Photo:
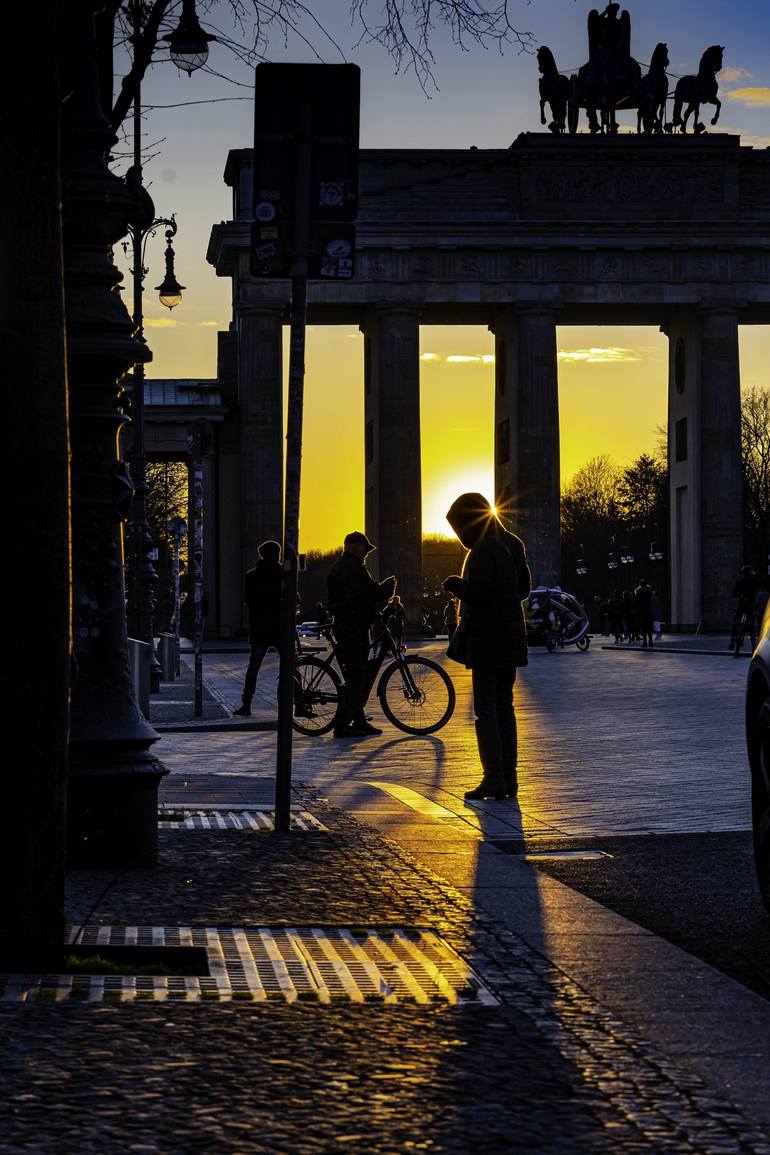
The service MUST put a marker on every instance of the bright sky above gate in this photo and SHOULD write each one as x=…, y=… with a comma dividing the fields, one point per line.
x=612, y=380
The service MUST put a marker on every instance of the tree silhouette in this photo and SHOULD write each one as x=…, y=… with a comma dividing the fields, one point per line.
x=247, y=28
x=755, y=455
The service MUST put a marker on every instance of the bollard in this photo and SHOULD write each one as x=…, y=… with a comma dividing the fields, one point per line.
x=169, y=657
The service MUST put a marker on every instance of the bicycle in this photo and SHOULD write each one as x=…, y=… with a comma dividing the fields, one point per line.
x=740, y=631
x=415, y=693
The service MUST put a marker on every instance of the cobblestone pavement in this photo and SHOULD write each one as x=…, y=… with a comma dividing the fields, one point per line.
x=566, y=1063
x=550, y=1070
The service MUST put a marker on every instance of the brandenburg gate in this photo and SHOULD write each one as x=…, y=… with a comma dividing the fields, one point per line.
x=664, y=230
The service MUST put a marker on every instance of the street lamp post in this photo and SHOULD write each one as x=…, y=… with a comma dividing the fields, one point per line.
x=113, y=775
x=143, y=224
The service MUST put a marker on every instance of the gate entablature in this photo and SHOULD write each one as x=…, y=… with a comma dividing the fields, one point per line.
x=620, y=221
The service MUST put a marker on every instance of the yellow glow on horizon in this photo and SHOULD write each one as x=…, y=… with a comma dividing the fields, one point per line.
x=752, y=97
x=605, y=407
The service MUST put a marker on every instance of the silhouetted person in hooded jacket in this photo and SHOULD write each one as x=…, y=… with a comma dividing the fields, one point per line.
x=262, y=595
x=353, y=598
x=494, y=582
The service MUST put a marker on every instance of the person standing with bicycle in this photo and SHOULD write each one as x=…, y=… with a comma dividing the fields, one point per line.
x=353, y=598
x=494, y=582
x=262, y=595
x=746, y=589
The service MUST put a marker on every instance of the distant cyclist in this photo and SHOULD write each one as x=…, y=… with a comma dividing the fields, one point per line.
x=746, y=590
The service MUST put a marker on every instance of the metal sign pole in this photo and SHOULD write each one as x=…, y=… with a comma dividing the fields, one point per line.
x=303, y=149
x=195, y=441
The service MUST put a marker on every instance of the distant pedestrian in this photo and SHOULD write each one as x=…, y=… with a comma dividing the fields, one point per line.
x=747, y=589
x=629, y=615
x=450, y=617
x=644, y=595
x=615, y=610
x=494, y=582
x=262, y=595
x=353, y=597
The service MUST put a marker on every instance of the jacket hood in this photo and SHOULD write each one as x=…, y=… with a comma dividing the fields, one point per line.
x=471, y=516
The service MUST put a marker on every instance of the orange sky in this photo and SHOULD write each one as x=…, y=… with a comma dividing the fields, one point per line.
x=612, y=381
x=612, y=395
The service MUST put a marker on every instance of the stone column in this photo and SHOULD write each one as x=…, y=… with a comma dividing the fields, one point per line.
x=722, y=546
x=683, y=332
x=704, y=466
x=536, y=504
x=391, y=414
x=506, y=416
x=260, y=395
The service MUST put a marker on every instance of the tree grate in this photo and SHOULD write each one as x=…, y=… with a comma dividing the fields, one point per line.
x=391, y=965
x=180, y=819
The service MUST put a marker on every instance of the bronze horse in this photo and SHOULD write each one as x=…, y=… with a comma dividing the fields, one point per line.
x=652, y=94
x=696, y=90
x=554, y=90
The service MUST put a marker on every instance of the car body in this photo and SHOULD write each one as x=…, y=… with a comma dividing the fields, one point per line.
x=757, y=738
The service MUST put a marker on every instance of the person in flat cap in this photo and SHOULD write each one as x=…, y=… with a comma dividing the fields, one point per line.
x=352, y=597
x=262, y=595
x=494, y=582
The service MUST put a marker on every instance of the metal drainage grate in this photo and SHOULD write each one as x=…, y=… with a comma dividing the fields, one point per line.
x=565, y=855
x=517, y=849
x=259, y=963
x=233, y=820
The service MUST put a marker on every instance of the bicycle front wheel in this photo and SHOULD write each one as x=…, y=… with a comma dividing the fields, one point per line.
x=318, y=690
x=417, y=695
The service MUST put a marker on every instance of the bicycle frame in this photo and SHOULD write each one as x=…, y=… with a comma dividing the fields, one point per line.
x=385, y=646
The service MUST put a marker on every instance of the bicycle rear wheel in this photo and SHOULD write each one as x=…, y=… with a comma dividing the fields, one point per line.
x=416, y=694
x=740, y=635
x=316, y=695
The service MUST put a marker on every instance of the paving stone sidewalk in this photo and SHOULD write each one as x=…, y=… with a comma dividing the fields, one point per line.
x=548, y=1070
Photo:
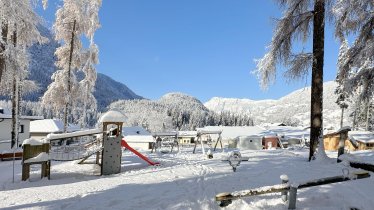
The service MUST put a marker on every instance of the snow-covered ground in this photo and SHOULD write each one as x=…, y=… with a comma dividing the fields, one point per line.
x=184, y=181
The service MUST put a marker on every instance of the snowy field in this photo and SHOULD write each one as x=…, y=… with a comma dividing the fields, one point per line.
x=184, y=181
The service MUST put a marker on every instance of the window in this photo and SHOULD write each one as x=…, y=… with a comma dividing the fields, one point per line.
x=21, y=129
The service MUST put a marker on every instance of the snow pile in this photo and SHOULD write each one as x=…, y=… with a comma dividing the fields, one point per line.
x=112, y=116
x=39, y=158
x=33, y=141
x=184, y=181
x=53, y=136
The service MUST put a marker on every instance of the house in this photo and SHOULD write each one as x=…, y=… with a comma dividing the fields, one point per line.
x=6, y=127
x=39, y=129
x=354, y=140
x=230, y=134
x=187, y=137
x=271, y=136
x=361, y=140
x=138, y=137
x=289, y=135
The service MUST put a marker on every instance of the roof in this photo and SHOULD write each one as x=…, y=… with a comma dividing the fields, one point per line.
x=136, y=130
x=187, y=133
x=289, y=131
x=361, y=136
x=112, y=116
x=74, y=134
x=9, y=116
x=137, y=134
x=231, y=132
x=50, y=126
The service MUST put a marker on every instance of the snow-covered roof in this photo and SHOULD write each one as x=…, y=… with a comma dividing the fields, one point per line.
x=52, y=136
x=33, y=141
x=137, y=134
x=50, y=126
x=135, y=130
x=9, y=116
x=187, y=133
x=289, y=131
x=112, y=116
x=138, y=139
x=362, y=136
x=231, y=132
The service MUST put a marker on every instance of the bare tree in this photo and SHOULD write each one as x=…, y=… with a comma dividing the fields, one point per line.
x=300, y=16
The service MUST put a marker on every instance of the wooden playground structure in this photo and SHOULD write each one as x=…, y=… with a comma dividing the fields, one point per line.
x=106, y=146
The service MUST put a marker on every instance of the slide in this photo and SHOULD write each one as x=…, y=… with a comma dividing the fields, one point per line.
x=124, y=144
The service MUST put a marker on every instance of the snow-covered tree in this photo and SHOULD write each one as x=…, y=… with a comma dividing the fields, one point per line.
x=91, y=59
x=356, y=63
x=300, y=18
x=18, y=24
x=342, y=94
x=62, y=95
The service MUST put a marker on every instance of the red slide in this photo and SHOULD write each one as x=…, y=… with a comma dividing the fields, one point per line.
x=124, y=144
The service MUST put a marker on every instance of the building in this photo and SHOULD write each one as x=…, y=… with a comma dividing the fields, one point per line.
x=39, y=129
x=277, y=134
x=6, y=128
x=354, y=140
x=361, y=140
x=138, y=137
x=187, y=137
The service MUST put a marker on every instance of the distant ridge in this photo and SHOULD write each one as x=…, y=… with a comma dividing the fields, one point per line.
x=293, y=108
x=42, y=67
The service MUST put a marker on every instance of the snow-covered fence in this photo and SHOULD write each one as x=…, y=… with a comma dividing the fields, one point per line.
x=226, y=199
x=35, y=152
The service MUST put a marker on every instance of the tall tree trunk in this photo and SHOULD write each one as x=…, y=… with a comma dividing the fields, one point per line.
x=356, y=112
x=69, y=72
x=4, y=34
x=341, y=117
x=367, y=124
x=317, y=76
x=14, y=99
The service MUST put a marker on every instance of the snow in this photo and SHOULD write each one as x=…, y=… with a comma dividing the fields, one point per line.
x=52, y=136
x=112, y=116
x=139, y=139
x=33, y=141
x=362, y=136
x=135, y=130
x=39, y=158
x=231, y=132
x=184, y=181
x=50, y=126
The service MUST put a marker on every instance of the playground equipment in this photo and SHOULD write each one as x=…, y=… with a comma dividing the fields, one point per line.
x=124, y=144
x=234, y=159
x=107, y=147
x=165, y=141
x=112, y=135
x=285, y=188
x=85, y=144
x=199, y=139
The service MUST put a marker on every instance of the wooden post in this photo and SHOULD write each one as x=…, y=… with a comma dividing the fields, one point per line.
x=343, y=137
x=293, y=195
x=284, y=179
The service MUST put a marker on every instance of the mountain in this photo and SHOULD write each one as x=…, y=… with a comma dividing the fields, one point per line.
x=293, y=108
x=174, y=111
x=42, y=67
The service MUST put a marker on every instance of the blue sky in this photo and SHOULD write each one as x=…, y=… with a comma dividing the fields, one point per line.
x=201, y=48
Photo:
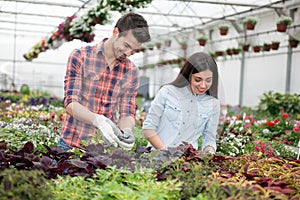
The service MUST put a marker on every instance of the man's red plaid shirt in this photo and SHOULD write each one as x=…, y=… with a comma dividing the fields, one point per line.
x=90, y=82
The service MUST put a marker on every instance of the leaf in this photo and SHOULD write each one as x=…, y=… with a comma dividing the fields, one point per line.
x=28, y=147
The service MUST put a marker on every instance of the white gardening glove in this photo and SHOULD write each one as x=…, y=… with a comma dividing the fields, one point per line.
x=106, y=130
x=125, y=138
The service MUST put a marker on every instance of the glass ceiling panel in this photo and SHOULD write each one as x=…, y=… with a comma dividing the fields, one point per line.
x=164, y=16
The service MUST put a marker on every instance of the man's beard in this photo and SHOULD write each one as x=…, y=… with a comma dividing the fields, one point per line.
x=119, y=58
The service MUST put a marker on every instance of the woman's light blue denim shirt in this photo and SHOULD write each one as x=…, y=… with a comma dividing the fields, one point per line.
x=177, y=115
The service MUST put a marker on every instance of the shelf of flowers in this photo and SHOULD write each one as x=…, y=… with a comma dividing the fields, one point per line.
x=252, y=160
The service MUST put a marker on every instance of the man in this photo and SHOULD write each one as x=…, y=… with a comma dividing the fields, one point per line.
x=100, y=82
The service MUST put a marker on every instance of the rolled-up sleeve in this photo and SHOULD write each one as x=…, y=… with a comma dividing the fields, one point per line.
x=73, y=78
x=128, y=98
x=210, y=130
x=156, y=110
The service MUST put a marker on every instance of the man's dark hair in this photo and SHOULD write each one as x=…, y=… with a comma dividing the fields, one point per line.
x=135, y=23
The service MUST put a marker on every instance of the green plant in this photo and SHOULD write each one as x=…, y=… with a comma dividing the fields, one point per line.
x=249, y=20
x=271, y=103
x=23, y=185
x=202, y=38
x=224, y=26
x=284, y=20
x=25, y=89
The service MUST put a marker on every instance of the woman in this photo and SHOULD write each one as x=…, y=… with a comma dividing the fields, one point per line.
x=186, y=108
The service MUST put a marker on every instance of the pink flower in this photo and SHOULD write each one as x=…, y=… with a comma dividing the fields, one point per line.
x=270, y=123
x=257, y=148
x=296, y=129
x=285, y=115
x=247, y=126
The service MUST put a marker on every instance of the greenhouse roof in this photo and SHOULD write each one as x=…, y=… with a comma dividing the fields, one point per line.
x=165, y=17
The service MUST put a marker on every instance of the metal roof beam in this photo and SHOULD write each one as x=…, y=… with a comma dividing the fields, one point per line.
x=225, y=3
x=47, y=3
x=32, y=14
x=176, y=15
x=28, y=23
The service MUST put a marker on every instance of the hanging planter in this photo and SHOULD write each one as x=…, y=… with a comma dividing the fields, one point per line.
x=236, y=51
x=223, y=29
x=219, y=53
x=245, y=47
x=183, y=45
x=202, y=40
x=158, y=45
x=256, y=48
x=150, y=47
x=168, y=42
x=267, y=47
x=275, y=45
x=282, y=23
x=229, y=51
x=250, y=23
x=293, y=42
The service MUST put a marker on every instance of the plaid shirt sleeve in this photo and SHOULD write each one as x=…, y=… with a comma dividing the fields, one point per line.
x=73, y=78
x=128, y=98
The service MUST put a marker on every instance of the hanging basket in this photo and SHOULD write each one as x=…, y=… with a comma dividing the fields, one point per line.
x=219, y=53
x=168, y=43
x=293, y=43
x=183, y=46
x=281, y=27
x=245, y=47
x=267, y=47
x=256, y=49
x=275, y=45
x=223, y=31
x=250, y=26
x=202, y=42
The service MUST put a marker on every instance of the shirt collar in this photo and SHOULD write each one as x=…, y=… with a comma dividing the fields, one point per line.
x=100, y=46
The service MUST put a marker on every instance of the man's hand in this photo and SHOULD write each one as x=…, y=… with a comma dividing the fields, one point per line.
x=125, y=139
x=113, y=135
x=106, y=130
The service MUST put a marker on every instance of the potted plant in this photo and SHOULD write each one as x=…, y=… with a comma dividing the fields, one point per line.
x=245, y=46
x=223, y=29
x=150, y=46
x=202, y=40
x=168, y=42
x=158, y=45
x=183, y=45
x=267, y=47
x=256, y=48
x=283, y=22
x=293, y=42
x=236, y=51
x=229, y=51
x=275, y=45
x=219, y=53
x=250, y=23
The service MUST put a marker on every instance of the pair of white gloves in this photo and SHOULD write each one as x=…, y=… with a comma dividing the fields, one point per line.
x=111, y=134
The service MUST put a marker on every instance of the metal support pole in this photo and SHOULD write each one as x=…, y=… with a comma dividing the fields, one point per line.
x=241, y=95
x=13, y=84
x=289, y=61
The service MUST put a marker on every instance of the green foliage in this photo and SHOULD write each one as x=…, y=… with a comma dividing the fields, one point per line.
x=250, y=20
x=116, y=184
x=23, y=185
x=25, y=89
x=284, y=20
x=272, y=103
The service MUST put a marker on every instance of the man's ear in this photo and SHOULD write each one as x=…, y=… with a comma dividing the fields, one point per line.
x=116, y=31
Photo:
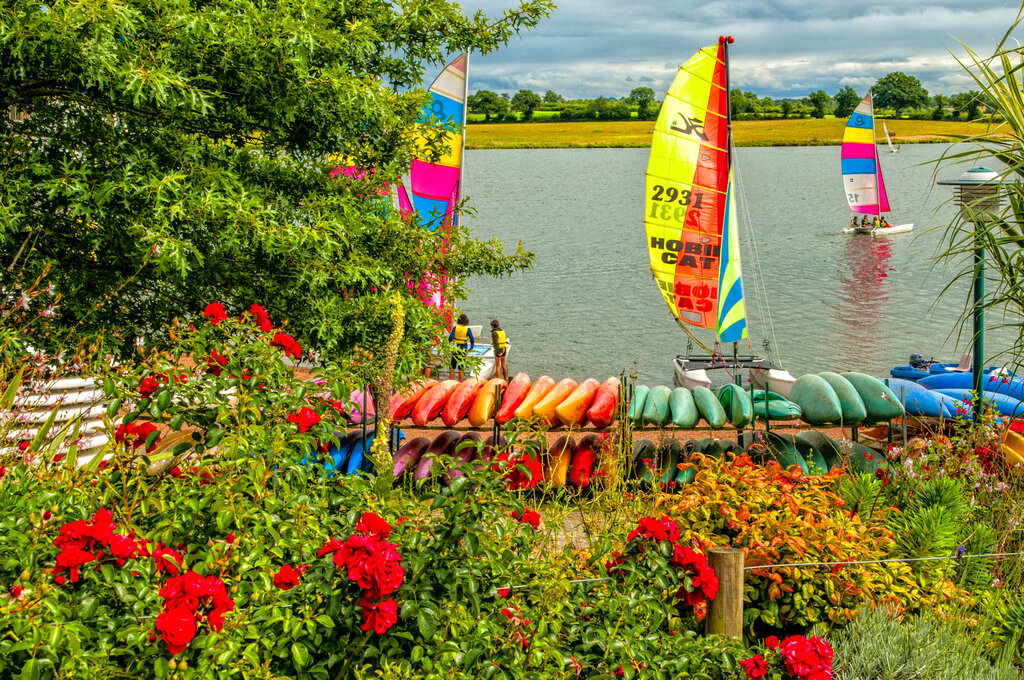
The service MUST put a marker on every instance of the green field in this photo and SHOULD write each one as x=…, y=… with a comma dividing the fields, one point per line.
x=796, y=132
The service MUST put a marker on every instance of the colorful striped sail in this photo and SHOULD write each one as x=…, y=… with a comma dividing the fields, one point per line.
x=865, y=190
x=436, y=186
x=690, y=219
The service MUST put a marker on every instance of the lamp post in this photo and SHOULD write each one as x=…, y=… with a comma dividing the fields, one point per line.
x=977, y=193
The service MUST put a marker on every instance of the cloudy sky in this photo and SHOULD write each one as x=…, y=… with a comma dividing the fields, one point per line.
x=783, y=48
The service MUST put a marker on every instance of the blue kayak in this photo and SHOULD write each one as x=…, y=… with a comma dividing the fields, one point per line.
x=924, y=402
x=1001, y=404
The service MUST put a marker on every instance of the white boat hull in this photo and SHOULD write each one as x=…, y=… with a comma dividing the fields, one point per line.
x=879, y=230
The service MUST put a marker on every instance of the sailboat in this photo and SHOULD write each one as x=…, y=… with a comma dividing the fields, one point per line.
x=865, y=189
x=889, y=138
x=690, y=220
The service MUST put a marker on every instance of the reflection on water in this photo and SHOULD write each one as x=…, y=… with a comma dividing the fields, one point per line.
x=861, y=308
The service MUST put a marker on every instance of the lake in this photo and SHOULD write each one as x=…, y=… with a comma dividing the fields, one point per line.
x=823, y=300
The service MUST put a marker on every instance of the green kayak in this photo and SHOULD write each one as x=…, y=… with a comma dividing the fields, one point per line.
x=880, y=401
x=655, y=410
x=635, y=415
x=779, y=408
x=683, y=409
x=817, y=400
x=709, y=406
x=849, y=398
x=736, y=405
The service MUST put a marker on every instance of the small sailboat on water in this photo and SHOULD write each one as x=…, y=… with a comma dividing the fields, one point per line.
x=690, y=219
x=865, y=189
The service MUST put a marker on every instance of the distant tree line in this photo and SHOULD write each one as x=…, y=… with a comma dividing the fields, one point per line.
x=896, y=95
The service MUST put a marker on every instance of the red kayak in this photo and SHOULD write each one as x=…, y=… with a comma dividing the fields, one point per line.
x=514, y=394
x=582, y=469
x=460, y=400
x=402, y=402
x=429, y=406
x=602, y=411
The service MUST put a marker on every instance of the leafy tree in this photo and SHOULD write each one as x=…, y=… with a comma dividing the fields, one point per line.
x=488, y=103
x=846, y=101
x=165, y=158
x=821, y=102
x=525, y=102
x=899, y=91
x=553, y=97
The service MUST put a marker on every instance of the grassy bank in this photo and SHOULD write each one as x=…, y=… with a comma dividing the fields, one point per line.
x=803, y=132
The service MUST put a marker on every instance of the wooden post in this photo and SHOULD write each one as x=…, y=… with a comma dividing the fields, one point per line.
x=725, y=612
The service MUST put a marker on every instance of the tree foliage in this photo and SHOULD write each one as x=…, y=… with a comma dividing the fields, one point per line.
x=162, y=158
x=899, y=91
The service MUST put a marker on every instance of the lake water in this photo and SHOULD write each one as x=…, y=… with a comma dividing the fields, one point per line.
x=825, y=301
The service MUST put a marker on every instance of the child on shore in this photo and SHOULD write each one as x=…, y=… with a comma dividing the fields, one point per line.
x=500, y=341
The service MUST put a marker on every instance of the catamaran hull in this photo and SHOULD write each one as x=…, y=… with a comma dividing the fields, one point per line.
x=879, y=230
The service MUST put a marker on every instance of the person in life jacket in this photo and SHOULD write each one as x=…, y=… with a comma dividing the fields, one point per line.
x=500, y=341
x=462, y=336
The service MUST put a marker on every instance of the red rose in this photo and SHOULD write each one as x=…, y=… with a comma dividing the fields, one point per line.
x=287, y=578
x=756, y=667
x=215, y=312
x=177, y=627
x=379, y=617
x=305, y=419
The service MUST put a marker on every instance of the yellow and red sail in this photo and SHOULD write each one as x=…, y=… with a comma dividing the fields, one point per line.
x=690, y=220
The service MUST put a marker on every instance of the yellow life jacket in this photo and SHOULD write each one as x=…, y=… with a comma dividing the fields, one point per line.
x=503, y=339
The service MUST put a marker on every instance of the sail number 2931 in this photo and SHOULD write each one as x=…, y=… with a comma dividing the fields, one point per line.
x=673, y=195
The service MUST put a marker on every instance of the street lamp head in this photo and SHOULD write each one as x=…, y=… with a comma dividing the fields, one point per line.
x=977, y=193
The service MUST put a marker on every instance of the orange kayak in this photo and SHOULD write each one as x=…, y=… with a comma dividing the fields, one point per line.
x=402, y=402
x=558, y=461
x=537, y=392
x=603, y=410
x=429, y=406
x=460, y=400
x=572, y=410
x=546, y=407
x=483, y=405
x=514, y=395
x=583, y=461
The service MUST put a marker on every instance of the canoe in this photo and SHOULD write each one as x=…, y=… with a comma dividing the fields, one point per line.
x=736, y=405
x=442, y=444
x=458, y=404
x=1000, y=404
x=683, y=409
x=880, y=401
x=669, y=453
x=559, y=458
x=826, y=448
x=643, y=451
x=919, y=400
x=546, y=408
x=483, y=402
x=709, y=407
x=430, y=405
x=1013, y=448
x=605, y=406
x=850, y=402
x=635, y=414
x=538, y=391
x=584, y=460
x=572, y=411
x=409, y=455
x=817, y=400
x=401, y=404
x=778, y=408
x=463, y=453
x=655, y=409
x=513, y=396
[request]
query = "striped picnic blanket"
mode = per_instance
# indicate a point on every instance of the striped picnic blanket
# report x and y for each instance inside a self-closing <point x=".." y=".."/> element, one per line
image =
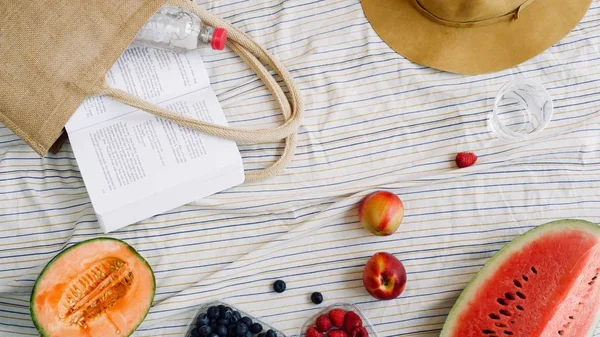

────────────────────────────────────────

Written instruction – Retype the records from the line with "the wooden playground" up to and including the line with "x=199, y=139", keeping every line as it appears.

Response to the task –
The service MUST put a marker on every instance of the wooden playground structure in this photo and SHOULD write each one as x=…, y=… with a comma dividing the fields, one point per line.
x=106, y=146
The service MUST put a marker on every instance of the slide in this photo and SHOULD write each one as x=…, y=… with a comma dividing the fields, one point per line.
x=124, y=144
The service MUST put a marker on every instance of the snow-covered tree in this photo and SHOULD write each one as x=…, y=… with a comma dividing the fields, one point per line.
x=91, y=59
x=356, y=63
x=300, y=18
x=18, y=24
x=342, y=94
x=62, y=95
The service MUST put a marker on every instance of the red slide in this photo and SHOULD write each one as x=…, y=… with a comma dividing the fields, one point per line.
x=124, y=144
The service MUST put a marker on every instance of the building in this photo and SHOULD write each one as x=…, y=… with a comma dividing the fields, one point per line.
x=39, y=129
x=277, y=134
x=6, y=128
x=354, y=140
x=361, y=140
x=138, y=137
x=187, y=137
The service MUST put a marker on every instance of the distant ridge in this photo and SHOULD write each one as x=…, y=… with a comma dividing the fields, one point per line.
x=293, y=108
x=42, y=67
The service MUST put a marker on every instance of the snow-covered fence in this photo and SHOULD write each one as x=…, y=… with a comma dividing the fields, one point per line.
x=226, y=199
x=35, y=152
The service MUST put a marker on every instance of the tall tree trunk in this photo and SHOULD write each one as x=…, y=… with a comma dividing the fields, one point per line.
x=356, y=112
x=69, y=72
x=4, y=34
x=341, y=117
x=367, y=124
x=317, y=76
x=14, y=99
The service MUST put a marker on every instance of the snow in this photo and SHOULD write each one as x=…, y=… with a comma dividing the fields, one point per line.
x=52, y=136
x=112, y=116
x=139, y=139
x=33, y=141
x=362, y=136
x=135, y=130
x=39, y=158
x=231, y=132
x=184, y=181
x=50, y=126
The service MUST put a marker on every instance of the playground equipment in this photo and SHOULD write each one as x=…, y=… with a comma dividing the fields, one point per line.
x=124, y=144
x=234, y=159
x=107, y=147
x=165, y=141
x=112, y=135
x=285, y=188
x=85, y=144
x=199, y=139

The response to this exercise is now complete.